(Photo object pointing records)

·····

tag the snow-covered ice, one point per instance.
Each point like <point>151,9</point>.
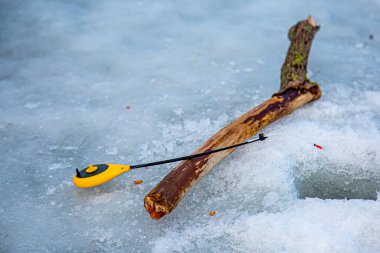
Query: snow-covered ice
<point>136,81</point>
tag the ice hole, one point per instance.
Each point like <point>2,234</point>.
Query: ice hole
<point>338,182</point>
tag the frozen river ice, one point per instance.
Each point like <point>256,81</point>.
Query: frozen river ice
<point>136,81</point>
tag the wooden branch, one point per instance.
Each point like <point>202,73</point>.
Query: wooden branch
<point>295,91</point>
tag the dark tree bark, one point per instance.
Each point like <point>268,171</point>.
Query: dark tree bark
<point>295,91</point>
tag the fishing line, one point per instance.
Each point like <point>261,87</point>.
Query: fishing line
<point>98,174</point>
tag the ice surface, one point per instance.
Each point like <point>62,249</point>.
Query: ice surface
<point>137,81</point>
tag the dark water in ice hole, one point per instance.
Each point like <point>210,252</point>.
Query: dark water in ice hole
<point>340,183</point>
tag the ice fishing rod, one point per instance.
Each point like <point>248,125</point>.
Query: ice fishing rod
<point>98,174</point>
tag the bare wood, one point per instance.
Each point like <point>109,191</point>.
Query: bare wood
<point>295,91</point>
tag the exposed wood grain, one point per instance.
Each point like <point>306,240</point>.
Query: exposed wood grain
<point>295,91</point>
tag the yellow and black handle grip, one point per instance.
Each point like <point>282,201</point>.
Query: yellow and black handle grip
<point>98,174</point>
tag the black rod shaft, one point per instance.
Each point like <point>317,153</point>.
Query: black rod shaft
<point>261,138</point>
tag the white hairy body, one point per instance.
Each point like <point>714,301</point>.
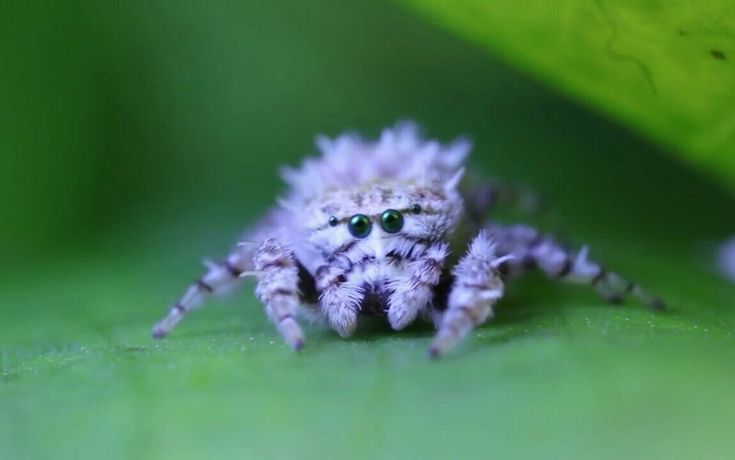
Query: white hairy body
<point>385,228</point>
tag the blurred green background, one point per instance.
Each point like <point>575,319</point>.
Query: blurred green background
<point>138,137</point>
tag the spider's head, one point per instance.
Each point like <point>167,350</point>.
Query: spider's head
<point>382,219</point>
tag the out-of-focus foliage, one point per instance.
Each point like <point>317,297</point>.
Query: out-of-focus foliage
<point>140,136</point>
<point>665,68</point>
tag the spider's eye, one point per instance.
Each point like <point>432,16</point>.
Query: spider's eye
<point>359,225</point>
<point>391,221</point>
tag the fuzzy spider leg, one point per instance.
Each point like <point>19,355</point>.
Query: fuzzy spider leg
<point>339,299</point>
<point>531,249</point>
<point>477,286</point>
<point>416,290</point>
<point>218,278</point>
<point>484,197</point>
<point>278,289</point>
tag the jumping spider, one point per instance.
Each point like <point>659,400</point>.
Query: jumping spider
<point>383,228</point>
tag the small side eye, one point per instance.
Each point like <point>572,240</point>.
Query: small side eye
<point>360,226</point>
<point>391,221</point>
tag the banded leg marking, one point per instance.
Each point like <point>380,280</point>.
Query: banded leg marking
<point>532,249</point>
<point>477,286</point>
<point>278,288</point>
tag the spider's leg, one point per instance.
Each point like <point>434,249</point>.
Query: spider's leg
<point>219,277</point>
<point>531,249</point>
<point>278,288</point>
<point>477,286</point>
<point>413,292</point>
<point>339,299</point>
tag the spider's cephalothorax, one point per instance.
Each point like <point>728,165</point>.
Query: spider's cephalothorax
<point>371,227</point>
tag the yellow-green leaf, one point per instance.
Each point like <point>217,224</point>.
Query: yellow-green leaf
<point>665,68</point>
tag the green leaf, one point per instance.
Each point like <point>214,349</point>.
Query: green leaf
<point>196,104</point>
<point>664,68</point>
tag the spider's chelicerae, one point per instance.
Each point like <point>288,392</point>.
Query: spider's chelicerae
<point>387,228</point>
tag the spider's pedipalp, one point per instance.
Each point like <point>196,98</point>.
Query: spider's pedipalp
<point>278,288</point>
<point>413,291</point>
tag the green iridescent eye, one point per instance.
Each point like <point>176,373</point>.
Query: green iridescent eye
<point>391,221</point>
<point>359,225</point>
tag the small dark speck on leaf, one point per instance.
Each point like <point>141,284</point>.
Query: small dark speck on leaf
<point>717,54</point>
<point>134,349</point>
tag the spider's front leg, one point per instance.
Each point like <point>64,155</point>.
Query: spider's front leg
<point>278,288</point>
<point>339,298</point>
<point>477,286</point>
<point>414,291</point>
<point>531,249</point>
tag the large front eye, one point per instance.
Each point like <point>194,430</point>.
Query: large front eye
<point>359,225</point>
<point>391,221</point>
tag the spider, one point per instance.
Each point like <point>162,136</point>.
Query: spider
<point>388,228</point>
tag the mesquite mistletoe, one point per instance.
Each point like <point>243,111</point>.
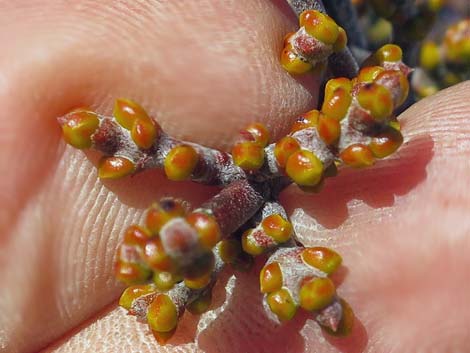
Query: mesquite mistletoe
<point>171,262</point>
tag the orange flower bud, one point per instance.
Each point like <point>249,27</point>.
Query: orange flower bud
<point>207,229</point>
<point>259,133</point>
<point>329,129</point>
<point>304,168</point>
<point>144,133</point>
<point>132,293</point>
<point>164,281</point>
<point>320,26</point>
<point>270,278</point>
<point>389,53</point>
<point>277,227</point>
<point>305,121</point>
<point>162,315</point>
<point>136,235</point>
<point>248,155</point>
<point>337,103</point>
<point>249,244</point>
<point>316,293</point>
<point>284,148</point>
<point>154,255</point>
<point>292,63</point>
<point>115,167</point>
<point>335,83</point>
<point>78,127</point>
<point>163,337</point>
<point>324,259</point>
<point>386,143</point>
<point>282,304</point>
<point>369,74</point>
<point>376,99</point>
<point>127,111</point>
<point>229,250</point>
<point>180,162</point>
<point>398,82</point>
<point>357,156</point>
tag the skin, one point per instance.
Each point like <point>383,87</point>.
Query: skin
<point>205,70</point>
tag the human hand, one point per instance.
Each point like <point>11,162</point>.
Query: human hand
<point>205,70</point>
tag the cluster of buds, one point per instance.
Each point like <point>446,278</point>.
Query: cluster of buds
<point>299,277</point>
<point>171,262</point>
<point>446,63</point>
<point>355,125</point>
<point>318,37</point>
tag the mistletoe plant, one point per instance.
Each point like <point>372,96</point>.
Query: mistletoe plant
<point>172,261</point>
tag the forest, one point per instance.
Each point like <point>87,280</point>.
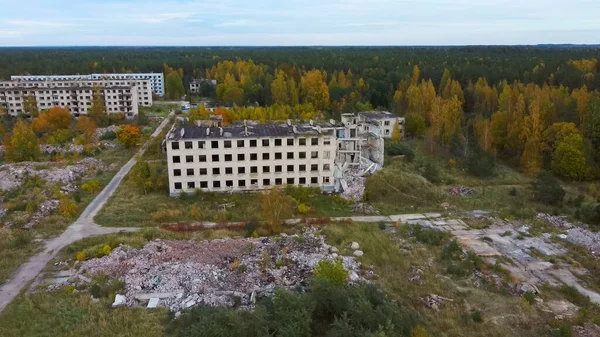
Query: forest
<point>535,108</point>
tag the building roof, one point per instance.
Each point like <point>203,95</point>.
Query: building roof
<point>376,114</point>
<point>240,131</point>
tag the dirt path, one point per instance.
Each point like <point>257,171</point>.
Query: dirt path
<point>83,227</point>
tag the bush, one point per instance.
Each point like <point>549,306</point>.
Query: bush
<point>333,272</point>
<point>399,149</point>
<point>432,173</point>
<point>80,256</point>
<point>547,190</point>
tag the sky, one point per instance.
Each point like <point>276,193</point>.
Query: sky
<point>297,22</point>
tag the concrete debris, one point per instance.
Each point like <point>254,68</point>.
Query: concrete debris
<point>225,272</point>
<point>434,301</point>
<point>461,191</point>
<point>119,300</point>
<point>13,175</point>
<point>556,221</point>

·····

§ **WHAT YOU SHOULD DO**
Duplicate the entire listing above line for line with no changes, but omit the pictures.

§ **FULL RESPONSE**
tag the snow-covered ice, one point per instance.
Each point like <point>151,9</point>.
Query: snow-covered ice
<point>136,81</point>
tag the ice hole, one point per instance.
Each point like <point>2,234</point>.
Query: ice hole
<point>338,182</point>
tag the frozen river ice, one point per instance.
Each point like <point>256,81</point>.
Query: frozen river ice
<point>136,81</point>
tag the wooden branch, one point per instance.
Each point like <point>202,73</point>.
Query: wooden branch
<point>295,91</point>
tag the dark tree bark, one point per instance.
Each point like <point>268,171</point>.
Query: dark tree bark
<point>295,91</point>
tag the fishing line, one point per instance.
Each point like <point>261,87</point>.
Query: fishing line
<point>98,174</point>
tag the ice surface, one point per instance.
Each point like <point>62,249</point>.
Query: ice surface
<point>137,81</point>
tag the dark water in ice hole, one point per instance.
Each point like <point>210,252</point>.
Query: dark water in ice hole
<point>340,183</point>
tag the ice fishing rod, one point per instance.
Each point like <point>248,125</point>.
Query: ice fishing rod
<point>98,174</point>
tag the bare wood, one point per instance.
Each point like <point>109,191</point>.
Query: bare wood
<point>295,91</point>
tag the exposed wood grain, one point per instance.
Each point like <point>306,240</point>.
Query: exposed wood grain
<point>295,91</point>
tag the yellow and black handle grip, one point per instance.
Each point like <point>282,201</point>.
Query: yellow and black handle grip
<point>98,174</point>
tag the black rod shaft, one point per instance.
Each point like <point>317,153</point>.
Query: black rod shaft
<point>261,138</point>
tag the white hairy body, one point per instance.
Each point like <point>714,301</point>.
Query: white hairy body
<point>385,228</point>
tag the blurred green background, one point per instance.
Each point like <point>575,319</point>.
Query: blurred green background
<point>138,137</point>
tag the spider's head, one point per instance.
Each point like <point>167,350</point>.
Query: spider's head
<point>382,219</point>
tag the out-of-focus foliage, one point per instance.
Each point like <point>317,297</point>.
Query: out-of-focus foliage
<point>140,136</point>
<point>665,68</point>
tag the spider's eye, one point per instance.
Each point like <point>432,16</point>.
Query: spider's eye
<point>359,225</point>
<point>391,221</point>
tag the fuzzy spider leg, one point per instance.
Each point like <point>19,355</point>.
Query: fuzzy spider leg
<point>339,299</point>
<point>531,249</point>
<point>477,286</point>
<point>416,290</point>
<point>218,278</point>
<point>484,197</point>
<point>278,289</point>
tag the jumping spider, one point per instance.
Each point like <point>659,400</point>.
Query: jumping spider
<point>383,228</point>
tag the small side eye, one point per instance.
Each point like <point>572,240</point>.
Query: small side eye
<point>360,226</point>
<point>391,221</point>
tag the banded leg marking, one point per instance.
Each point like <point>380,280</point>.
Query: banded leg marking
<point>532,249</point>
<point>477,286</point>
<point>278,288</point>
tag the spider's leg, one point per instance.
Each point like <point>434,249</point>.
Query: spider's leg
<point>219,277</point>
<point>531,249</point>
<point>278,288</point>
<point>477,286</point>
<point>413,292</point>
<point>339,299</point>
tag the spider's cephalothorax, one point per instance.
Each point like <point>728,165</point>.
Query: spider's cephalothorax
<point>371,227</point>
tag the yellow-green leaf, one point per instance.
Each point like <point>217,224</point>.
Query: yellow-green leaf
<point>665,68</point>
tag the green leaf, one point per instance.
Each point like <point>214,349</point>.
Query: green leaf
<point>196,104</point>
<point>664,68</point>
tag the spider's chelicerae, one point per instance.
Each point like <point>288,392</point>.
Query: spider's chelicerae
<point>387,228</point>
tag the spider's pedipalp, one point per instance.
Each point like <point>196,98</point>.
Query: spider's pedipalp
<point>278,288</point>
<point>413,291</point>
tag the green iridescent eye, one point per instance.
Each point like <point>176,373</point>.
Query: green iridescent eye
<point>391,221</point>
<point>359,225</point>
tag the small dark speck on leaf, one point per instance.
Each point like <point>141,284</point>.
Query: small dark speck on leaf
<point>717,54</point>
<point>134,349</point>
tag the spider's front leg, one point per instance.
Each point like <point>64,155</point>.
Query: spider's front leg
<point>278,288</point>
<point>339,298</point>
<point>477,286</point>
<point>414,291</point>
<point>531,249</point>
tag the large front eye, one point per instance.
Each point like <point>194,430</point>.
Query: large front eye
<point>359,225</point>
<point>391,221</point>
tag the spider, one point per instance.
Each point like <point>162,136</point>.
Query: spider
<point>388,228</point>
tag the mesquite mistletoe, one point per instance.
Each point like <point>243,111</point>.
Query: mesquite mistletoe
<point>171,262</point>
tag the orange flower bud, one point per instance.
Each point like <point>249,27</point>.
Query: orange flower bud
<point>207,229</point>
<point>259,133</point>
<point>329,129</point>
<point>304,168</point>
<point>144,133</point>
<point>132,293</point>
<point>164,281</point>
<point>320,26</point>
<point>270,278</point>
<point>389,53</point>
<point>277,227</point>
<point>305,121</point>
<point>162,315</point>
<point>136,235</point>
<point>248,155</point>
<point>337,103</point>
<point>249,244</point>
<point>316,293</point>
<point>284,148</point>
<point>154,255</point>
<point>292,63</point>
<point>115,167</point>
<point>335,83</point>
<point>78,127</point>
<point>163,337</point>
<point>324,259</point>
<point>386,143</point>
<point>282,304</point>
<point>369,74</point>
<point>376,99</point>
<point>127,111</point>
<point>229,250</point>
<point>180,162</point>
<point>398,82</point>
<point>357,156</point>
tag the skin, one point per instance.
Each point like <point>383,87</point>.
Query: skin
<point>205,70</point>
tag the human hand, one point per instance.
Each point like <point>11,162</point>.
Query: human hand
<point>205,70</point>
tag the cluster of buds, one point per instance.
Each point like <point>446,278</point>.
Query: cluster of buds
<point>299,277</point>
<point>171,262</point>
<point>446,63</point>
<point>355,125</point>
<point>318,37</point>
tag the mistletoe plant, one point per instance.
Each point like <point>372,96</point>.
Query: mistletoe plant
<point>172,261</point>
tag the forest, one point per instance.
Each point like <point>87,280</point>.
Query: forest
<point>535,108</point>
tag the building roof, one point per instance.
Each point like <point>203,95</point>.
Query: building roof
<point>376,114</point>
<point>240,131</point>
tag the dirt path, one point per instance.
Each point like <point>257,171</point>.
Query: dirt path
<point>83,227</point>
tag the bush, one point per instance.
Each point like <point>549,306</point>.
Query: bush
<point>333,272</point>
<point>399,149</point>
<point>432,173</point>
<point>80,256</point>
<point>547,190</point>
tag the sky, one point per instance.
Each point like <point>276,193</point>.
Query: sky
<point>297,22</point>
tag the concrete debris, one point per instance.
Each point like <point>254,68</point>.
Query: concrete debris
<point>225,272</point>
<point>434,301</point>
<point>461,191</point>
<point>119,300</point>
<point>13,175</point>
<point>556,221</point>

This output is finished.